→ Task prompt
Please copy the rows below word for word, from the line with "Mark a point on each instance of the swan" to the line with "x=131, y=514", including both of those lines and nothing else.

→ Data entries

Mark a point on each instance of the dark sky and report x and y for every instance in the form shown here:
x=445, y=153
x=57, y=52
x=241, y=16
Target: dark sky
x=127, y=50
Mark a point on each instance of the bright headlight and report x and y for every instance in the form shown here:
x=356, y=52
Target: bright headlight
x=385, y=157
...
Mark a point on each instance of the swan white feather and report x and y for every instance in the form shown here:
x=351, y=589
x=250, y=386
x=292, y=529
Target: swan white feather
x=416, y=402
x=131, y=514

→ Task response
Mark a point on each instance of the swan white feather and report x and y for every instance in the form shown here:
x=351, y=589
x=250, y=386
x=292, y=529
Target: swan white feather
x=416, y=402
x=131, y=514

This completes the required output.